ACTION ITEM »
Please print exactly the lines running from the one that contains "# body: indicate the gold wrapping" to the end of the data, with both lines included.
** MATERIALS PROVIDED follows **
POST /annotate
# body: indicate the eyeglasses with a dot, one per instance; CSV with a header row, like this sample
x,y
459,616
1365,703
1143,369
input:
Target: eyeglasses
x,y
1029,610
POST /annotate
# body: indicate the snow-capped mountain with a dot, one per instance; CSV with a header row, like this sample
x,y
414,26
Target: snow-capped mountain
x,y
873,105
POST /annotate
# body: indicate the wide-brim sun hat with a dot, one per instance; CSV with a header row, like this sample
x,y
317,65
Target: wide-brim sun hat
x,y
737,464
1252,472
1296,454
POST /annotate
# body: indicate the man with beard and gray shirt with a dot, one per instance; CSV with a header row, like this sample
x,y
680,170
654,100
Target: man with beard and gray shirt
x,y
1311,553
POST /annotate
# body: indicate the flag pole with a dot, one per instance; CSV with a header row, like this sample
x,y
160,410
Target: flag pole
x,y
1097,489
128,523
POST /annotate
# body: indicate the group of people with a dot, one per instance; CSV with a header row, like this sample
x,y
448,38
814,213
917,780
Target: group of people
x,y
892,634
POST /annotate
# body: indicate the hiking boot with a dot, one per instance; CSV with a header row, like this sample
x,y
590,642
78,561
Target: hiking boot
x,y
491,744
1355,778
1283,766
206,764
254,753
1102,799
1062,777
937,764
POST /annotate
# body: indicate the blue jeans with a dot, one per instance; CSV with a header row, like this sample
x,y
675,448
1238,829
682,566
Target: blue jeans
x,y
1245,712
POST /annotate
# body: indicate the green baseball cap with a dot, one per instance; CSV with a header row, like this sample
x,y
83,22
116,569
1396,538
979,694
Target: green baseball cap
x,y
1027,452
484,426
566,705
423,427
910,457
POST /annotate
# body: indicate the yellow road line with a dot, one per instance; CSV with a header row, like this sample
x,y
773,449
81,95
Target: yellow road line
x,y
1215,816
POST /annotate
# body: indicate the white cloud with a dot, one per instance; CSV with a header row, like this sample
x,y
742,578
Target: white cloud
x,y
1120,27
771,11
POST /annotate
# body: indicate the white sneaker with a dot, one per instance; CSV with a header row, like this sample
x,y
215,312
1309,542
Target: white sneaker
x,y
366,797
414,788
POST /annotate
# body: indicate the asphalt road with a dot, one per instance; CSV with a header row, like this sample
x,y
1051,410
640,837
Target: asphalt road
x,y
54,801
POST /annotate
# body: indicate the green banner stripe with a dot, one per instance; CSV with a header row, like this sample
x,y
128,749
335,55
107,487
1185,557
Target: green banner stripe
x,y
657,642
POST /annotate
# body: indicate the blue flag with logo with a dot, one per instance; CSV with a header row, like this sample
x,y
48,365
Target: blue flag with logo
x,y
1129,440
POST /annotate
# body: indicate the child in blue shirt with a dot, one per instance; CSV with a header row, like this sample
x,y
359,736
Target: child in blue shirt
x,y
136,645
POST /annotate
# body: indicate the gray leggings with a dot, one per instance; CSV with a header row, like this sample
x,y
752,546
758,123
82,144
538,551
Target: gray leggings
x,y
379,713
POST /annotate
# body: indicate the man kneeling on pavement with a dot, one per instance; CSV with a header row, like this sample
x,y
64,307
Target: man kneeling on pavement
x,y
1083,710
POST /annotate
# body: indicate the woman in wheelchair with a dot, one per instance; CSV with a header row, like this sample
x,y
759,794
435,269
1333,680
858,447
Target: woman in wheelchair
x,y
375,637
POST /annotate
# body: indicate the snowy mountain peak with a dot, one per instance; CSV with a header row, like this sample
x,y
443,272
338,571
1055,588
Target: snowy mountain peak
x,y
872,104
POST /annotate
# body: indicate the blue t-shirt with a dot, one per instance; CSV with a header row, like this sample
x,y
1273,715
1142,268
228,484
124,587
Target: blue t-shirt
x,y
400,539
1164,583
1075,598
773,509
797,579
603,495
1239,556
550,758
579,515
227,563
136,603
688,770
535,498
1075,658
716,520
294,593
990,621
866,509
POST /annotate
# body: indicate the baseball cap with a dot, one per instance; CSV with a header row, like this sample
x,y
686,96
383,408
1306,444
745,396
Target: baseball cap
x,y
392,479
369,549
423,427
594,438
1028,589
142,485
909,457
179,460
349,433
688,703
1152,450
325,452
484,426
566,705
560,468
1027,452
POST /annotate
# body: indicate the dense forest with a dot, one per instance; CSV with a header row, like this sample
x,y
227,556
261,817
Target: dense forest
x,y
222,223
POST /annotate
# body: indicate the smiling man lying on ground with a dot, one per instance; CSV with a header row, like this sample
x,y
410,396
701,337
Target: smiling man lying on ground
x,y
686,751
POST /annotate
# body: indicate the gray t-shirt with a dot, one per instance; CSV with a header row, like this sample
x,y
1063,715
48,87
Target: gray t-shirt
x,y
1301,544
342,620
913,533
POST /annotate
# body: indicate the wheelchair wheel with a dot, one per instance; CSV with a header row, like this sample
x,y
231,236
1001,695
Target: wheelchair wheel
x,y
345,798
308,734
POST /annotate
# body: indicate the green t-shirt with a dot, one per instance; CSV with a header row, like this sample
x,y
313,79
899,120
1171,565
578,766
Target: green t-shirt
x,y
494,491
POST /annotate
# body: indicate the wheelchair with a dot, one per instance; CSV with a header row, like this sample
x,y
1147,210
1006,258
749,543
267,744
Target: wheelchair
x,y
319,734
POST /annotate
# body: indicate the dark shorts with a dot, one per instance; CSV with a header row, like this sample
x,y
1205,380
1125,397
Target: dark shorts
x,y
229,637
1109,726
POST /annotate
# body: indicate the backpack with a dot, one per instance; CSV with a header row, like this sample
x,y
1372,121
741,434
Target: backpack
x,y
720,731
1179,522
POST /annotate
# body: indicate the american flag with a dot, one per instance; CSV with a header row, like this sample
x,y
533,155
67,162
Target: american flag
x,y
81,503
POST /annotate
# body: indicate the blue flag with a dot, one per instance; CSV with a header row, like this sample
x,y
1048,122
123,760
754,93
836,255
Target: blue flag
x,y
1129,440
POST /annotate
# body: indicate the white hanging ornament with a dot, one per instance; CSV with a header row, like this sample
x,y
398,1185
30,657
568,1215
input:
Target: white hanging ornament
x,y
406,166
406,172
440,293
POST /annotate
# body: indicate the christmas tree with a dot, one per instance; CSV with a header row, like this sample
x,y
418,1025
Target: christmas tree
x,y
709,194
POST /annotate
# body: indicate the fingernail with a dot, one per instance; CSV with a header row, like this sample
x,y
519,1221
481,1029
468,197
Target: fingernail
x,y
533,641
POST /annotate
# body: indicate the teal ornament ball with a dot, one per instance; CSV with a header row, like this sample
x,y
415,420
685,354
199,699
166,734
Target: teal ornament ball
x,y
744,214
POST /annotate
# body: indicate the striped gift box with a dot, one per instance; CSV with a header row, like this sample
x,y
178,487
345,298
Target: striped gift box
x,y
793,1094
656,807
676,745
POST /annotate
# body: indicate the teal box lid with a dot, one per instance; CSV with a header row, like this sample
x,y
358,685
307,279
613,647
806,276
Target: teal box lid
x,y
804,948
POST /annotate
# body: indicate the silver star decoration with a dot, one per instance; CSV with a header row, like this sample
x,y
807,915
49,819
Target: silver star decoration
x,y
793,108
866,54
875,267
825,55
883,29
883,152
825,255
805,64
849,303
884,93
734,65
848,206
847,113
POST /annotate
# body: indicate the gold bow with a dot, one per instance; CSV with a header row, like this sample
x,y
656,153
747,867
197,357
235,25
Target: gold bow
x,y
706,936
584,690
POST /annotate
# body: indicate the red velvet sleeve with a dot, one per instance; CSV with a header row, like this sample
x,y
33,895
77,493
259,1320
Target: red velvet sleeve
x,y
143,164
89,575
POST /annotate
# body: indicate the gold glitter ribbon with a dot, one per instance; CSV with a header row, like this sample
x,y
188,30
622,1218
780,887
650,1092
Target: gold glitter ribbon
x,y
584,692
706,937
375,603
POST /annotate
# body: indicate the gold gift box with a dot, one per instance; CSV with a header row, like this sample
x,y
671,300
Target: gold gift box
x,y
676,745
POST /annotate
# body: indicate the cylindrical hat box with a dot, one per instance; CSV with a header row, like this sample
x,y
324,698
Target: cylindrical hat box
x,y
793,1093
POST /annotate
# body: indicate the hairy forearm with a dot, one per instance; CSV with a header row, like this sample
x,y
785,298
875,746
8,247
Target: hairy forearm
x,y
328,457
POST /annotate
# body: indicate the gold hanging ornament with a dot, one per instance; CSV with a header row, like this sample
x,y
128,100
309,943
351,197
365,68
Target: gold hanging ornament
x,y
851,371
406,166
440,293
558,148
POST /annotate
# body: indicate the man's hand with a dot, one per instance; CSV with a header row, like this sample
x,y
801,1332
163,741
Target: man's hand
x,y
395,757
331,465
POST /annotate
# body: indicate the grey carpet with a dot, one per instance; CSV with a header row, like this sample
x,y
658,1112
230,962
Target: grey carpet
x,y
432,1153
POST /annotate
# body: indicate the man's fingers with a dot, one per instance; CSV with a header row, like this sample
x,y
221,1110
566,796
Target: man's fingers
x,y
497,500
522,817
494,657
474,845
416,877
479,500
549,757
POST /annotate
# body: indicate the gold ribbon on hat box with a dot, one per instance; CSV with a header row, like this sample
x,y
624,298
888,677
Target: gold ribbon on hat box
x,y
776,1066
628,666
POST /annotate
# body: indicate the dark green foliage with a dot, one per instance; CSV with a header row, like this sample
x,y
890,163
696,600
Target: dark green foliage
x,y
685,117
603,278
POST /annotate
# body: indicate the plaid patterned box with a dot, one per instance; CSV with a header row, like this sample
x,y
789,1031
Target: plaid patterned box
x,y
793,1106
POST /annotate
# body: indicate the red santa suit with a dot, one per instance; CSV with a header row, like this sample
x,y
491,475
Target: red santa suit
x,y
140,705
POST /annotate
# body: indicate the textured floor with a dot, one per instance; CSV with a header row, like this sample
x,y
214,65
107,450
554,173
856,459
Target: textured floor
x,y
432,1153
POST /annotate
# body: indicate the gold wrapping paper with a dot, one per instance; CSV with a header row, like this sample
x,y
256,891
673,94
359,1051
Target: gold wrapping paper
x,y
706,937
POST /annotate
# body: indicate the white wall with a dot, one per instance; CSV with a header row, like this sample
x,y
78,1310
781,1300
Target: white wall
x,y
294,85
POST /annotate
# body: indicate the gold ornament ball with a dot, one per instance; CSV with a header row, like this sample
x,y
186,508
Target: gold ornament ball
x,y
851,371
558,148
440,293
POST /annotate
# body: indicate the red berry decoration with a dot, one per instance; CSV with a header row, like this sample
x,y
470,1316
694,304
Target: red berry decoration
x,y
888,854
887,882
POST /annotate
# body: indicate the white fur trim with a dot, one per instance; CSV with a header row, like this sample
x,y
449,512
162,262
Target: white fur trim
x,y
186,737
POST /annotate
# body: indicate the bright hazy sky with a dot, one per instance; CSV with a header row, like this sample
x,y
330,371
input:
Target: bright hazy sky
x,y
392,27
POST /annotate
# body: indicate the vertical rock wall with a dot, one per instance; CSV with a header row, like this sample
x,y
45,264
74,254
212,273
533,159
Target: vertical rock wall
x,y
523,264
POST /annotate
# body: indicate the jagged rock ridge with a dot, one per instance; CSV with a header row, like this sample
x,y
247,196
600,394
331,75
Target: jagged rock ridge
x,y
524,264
** End of MATERIALS PROVIDED **
ANSWER TO THIS EXERCISE »
# body: indicate the gold wrapping paper with a dot, one per instance; CSV with a header row, like this sample
x,y
256,891
673,94
359,1051
Target: gold wrapping paper
x,y
706,937
POST /annotate
# body: indicate the white wall with a dot, one per instance; CSV with a header row, like this sample
x,y
78,1310
781,1300
Target: white wall
x,y
294,85
POST /annotate
# body: indicate the gold ornament ball with a dot, one per instance; CSV with a header row, like this sample
x,y
186,508
Target: gold ornament ball
x,y
851,371
558,148
440,293
POST /annotate
# body: indicate the red berry decoration with a dot, one per instance; CSV with a header row, like this sample
x,y
470,1316
694,304
Target: red berry decoration
x,y
888,854
887,882
POST /annotate
# body: indicate the white fur trim with a dot, one per instance; CSV with a header row, like this sample
x,y
449,512
162,262
Target: white fur trim
x,y
186,737
POST /annotate
# body: indicate the bright hazy sky with a dot, one per instance; CSV with a header row, like this sample
x,y
330,371
input:
Target: bright hazy sky
x,y
392,27
POST /annotate
# body: indicate the vertical rock wall with a dot, one per instance; CSV with a header row, like this sample
x,y
45,264
74,254
212,273
533,159
Target: vertical rock wall
x,y
523,264
POST /annotate
# body: indicate the jagged rock ridge with a dot, one per instance; CSV with a header row, like this sample
x,y
247,196
600,394
331,75
Target: jagged rock ridge
x,y
524,264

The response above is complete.